## Work to be completed
Where an entry contains an image, skip the image and print the rest exactly.

*** Opening Records to process ***

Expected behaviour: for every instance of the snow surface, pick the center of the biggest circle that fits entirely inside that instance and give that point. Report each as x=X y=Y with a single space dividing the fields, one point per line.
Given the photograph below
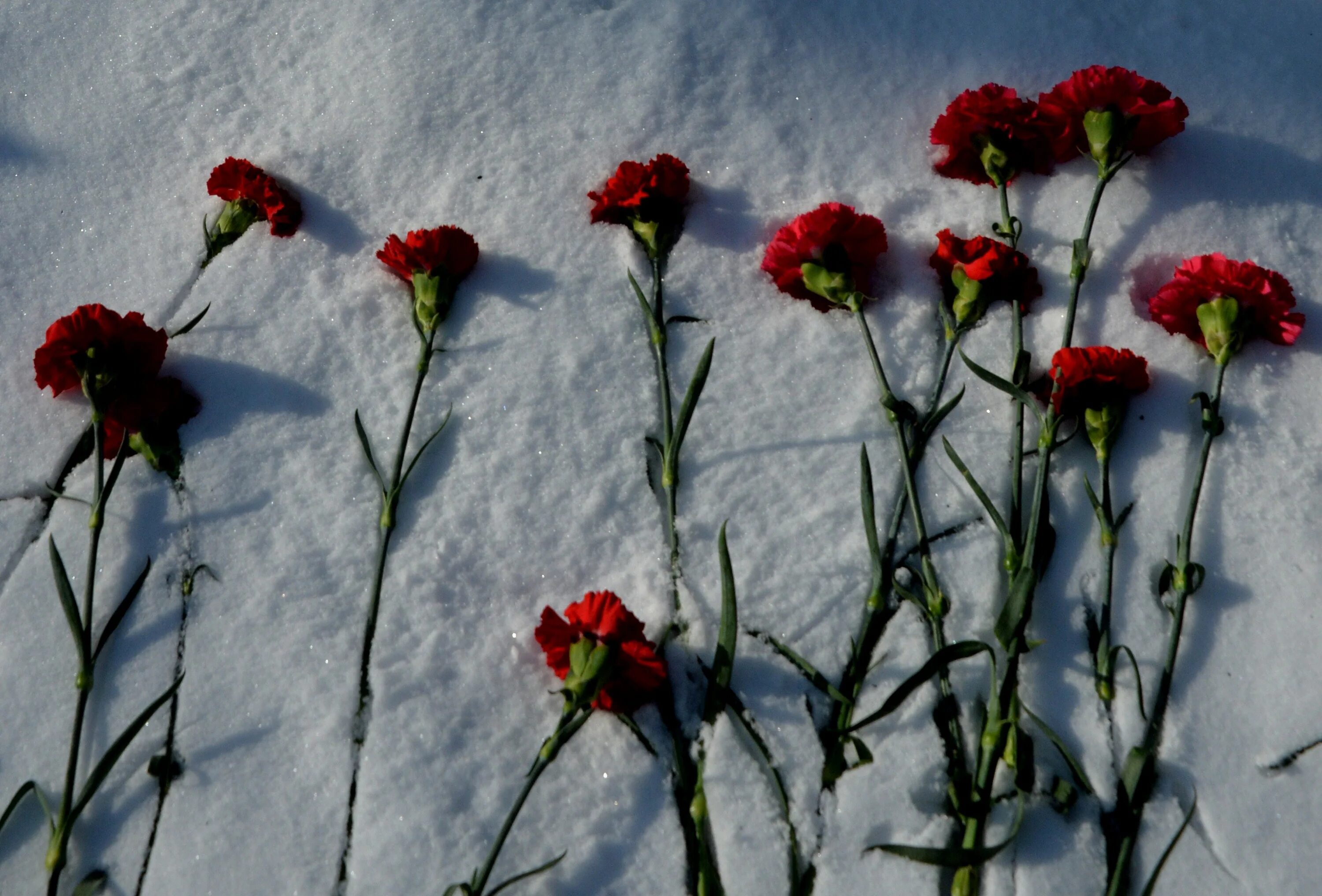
x=499 y=117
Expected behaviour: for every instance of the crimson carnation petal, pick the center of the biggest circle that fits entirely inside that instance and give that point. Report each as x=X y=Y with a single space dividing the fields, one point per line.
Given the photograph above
x=1095 y=377
x=808 y=238
x=442 y=250
x=126 y=348
x=1151 y=113
x=991 y=112
x=1266 y=299
x=1004 y=270
x=648 y=192
x=636 y=673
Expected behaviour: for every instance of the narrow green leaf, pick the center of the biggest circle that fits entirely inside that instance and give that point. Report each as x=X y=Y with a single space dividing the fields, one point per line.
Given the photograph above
x=1004 y=385
x=426 y=445
x=1170 y=848
x=940 y=414
x=803 y=665
x=67 y=596
x=724 y=662
x=92 y=885
x=193 y=323
x=936 y=662
x=691 y=400
x=973 y=484
x=367 y=450
x=529 y=874
x=1009 y=624
x=1075 y=766
x=108 y=762
x=1139 y=676
x=955 y=857
x=24 y=789
x=122 y=610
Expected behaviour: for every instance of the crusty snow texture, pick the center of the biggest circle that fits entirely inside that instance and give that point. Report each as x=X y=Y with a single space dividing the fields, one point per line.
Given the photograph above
x=499 y=117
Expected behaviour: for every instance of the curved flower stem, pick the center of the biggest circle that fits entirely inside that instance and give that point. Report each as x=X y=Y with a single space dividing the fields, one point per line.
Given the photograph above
x=877 y=610
x=1140 y=767
x=389 y=505
x=573 y=718
x=948 y=723
x=57 y=854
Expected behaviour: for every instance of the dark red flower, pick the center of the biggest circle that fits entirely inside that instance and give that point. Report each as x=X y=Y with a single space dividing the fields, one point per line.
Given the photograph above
x=155 y=410
x=240 y=180
x=1264 y=299
x=832 y=236
x=104 y=346
x=1096 y=377
x=636 y=669
x=992 y=115
x=636 y=192
x=1003 y=273
x=1148 y=110
x=449 y=252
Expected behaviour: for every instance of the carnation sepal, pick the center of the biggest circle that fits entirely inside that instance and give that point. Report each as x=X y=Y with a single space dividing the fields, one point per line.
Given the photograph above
x=1004 y=385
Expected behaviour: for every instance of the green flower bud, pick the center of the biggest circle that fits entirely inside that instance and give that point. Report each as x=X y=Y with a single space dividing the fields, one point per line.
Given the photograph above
x=431 y=299
x=832 y=286
x=1107 y=135
x=968 y=305
x=996 y=163
x=1219 y=322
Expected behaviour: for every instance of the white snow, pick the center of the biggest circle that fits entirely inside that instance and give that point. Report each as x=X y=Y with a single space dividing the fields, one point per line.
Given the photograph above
x=499 y=117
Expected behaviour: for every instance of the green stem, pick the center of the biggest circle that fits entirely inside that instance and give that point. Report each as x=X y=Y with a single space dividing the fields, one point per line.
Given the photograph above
x=1119 y=882
x=572 y=719
x=57 y=854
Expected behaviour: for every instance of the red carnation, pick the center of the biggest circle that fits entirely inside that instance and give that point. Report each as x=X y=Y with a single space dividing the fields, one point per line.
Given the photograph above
x=1143 y=114
x=832 y=237
x=636 y=670
x=238 y=180
x=101 y=344
x=1264 y=301
x=1095 y=379
x=996 y=270
x=156 y=410
x=650 y=199
x=989 y=131
x=449 y=252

*** Closing Records to process ***

## Answer for the task
Expected behaviour: for every instance of the snow surface, pick the center of the biggest circle that fits entirely inside that instance and give that point. Report each as x=X y=Y with a single space dividing the fields, one point per line.
Given the photograph below
x=499 y=117
Expected behaviour: for every instance of the crimson carnation petal, pick the center of the biggest circle that fits entirely inside that instance and give that point. Report each as x=X y=Y with a single space dividing the fields, one point per line.
Given the photograph above
x=1095 y=377
x=808 y=238
x=442 y=250
x=126 y=348
x=1151 y=113
x=991 y=112
x=1266 y=299
x=1004 y=270
x=648 y=192
x=636 y=673
Expected behaviour: for every instance of the narrow green leaf, pick the center of the biggest circle that fits entirely inside that instance and give that point. Report each as x=X y=Y with a single space dividing the fields, one point per line.
Given the photograph above
x=1004 y=385
x=426 y=445
x=1170 y=848
x=940 y=414
x=803 y=665
x=67 y=596
x=724 y=662
x=92 y=885
x=193 y=323
x=936 y=662
x=691 y=400
x=973 y=484
x=367 y=450
x=529 y=874
x=1009 y=624
x=1075 y=766
x=108 y=762
x=1139 y=676
x=955 y=857
x=24 y=789
x=122 y=610
Expected behaviour: for every instance of the crusty snow texture, pick the center of the biggest circle that fits entirely inside that instance and give that point. Report each as x=X y=Y with a single space dividing the fields, one point per line.
Given the photograph above
x=499 y=117
Expected behaviour: for every instance of the curved flower stem, pick the center of the biggest circle that fits entirely inside that instance and give that point. Report each as x=X y=Y with a single space dividing the fields, one point per line.
Given the photograph above
x=877 y=610
x=1140 y=767
x=389 y=505
x=573 y=718
x=948 y=723
x=57 y=854
Expected behaviour: for every instance of the dark red flower, pick the center of the biggest circle that fits entirely inside that instance and give that point. Report each as x=X y=Y with a single space dividing the fields, one point per line.
Given the photograph above
x=155 y=410
x=240 y=180
x=1264 y=299
x=832 y=236
x=104 y=346
x=1096 y=377
x=636 y=669
x=992 y=115
x=636 y=192
x=1003 y=273
x=1148 y=110
x=449 y=252
Expected behaviour: for every instance of the carnation sepal, pick the center of the biggest circle that fits entirely inside that instance and give that point. Report each as x=X y=Y with a single space dividing the fields, one point per line.
Given the photograph above
x=1004 y=385
Expected behaviour: for every instance of the green flower bud, pick the center of the biggest circle that fits entirely inside that instance and give that point. Report each as x=X y=Y with a single space dividing the fields, one point per line.
Given the photograph above
x=431 y=299
x=832 y=286
x=1107 y=135
x=968 y=305
x=996 y=163
x=1219 y=322
Expected behaviour: for every instance of the white snow, pick the center of the biggest circle that fits entirely inside that instance and give that point. Report each as x=X y=Y with a single space dividing the fields, one point per line.
Given the photograph above
x=499 y=117
Expected behaviour: for every instance of the green stem, pick the center of the biggest circle that fits entirely inside that instance and give that point. Report each as x=X y=Y with a single space dividing the fields, one point per line.
Given the photograph above
x=1119 y=882
x=572 y=719
x=57 y=854
Expected behaviour: for every instance of the red carnation, pick the center of the biggest circle that fits entirely inside that instance and give that point. Report each as x=X y=Y with a single space dividing the fields, one point per line.
Given the photograph above
x=1143 y=114
x=832 y=237
x=636 y=670
x=238 y=180
x=101 y=344
x=1264 y=301
x=1095 y=379
x=996 y=270
x=156 y=410
x=650 y=199
x=989 y=131
x=449 y=252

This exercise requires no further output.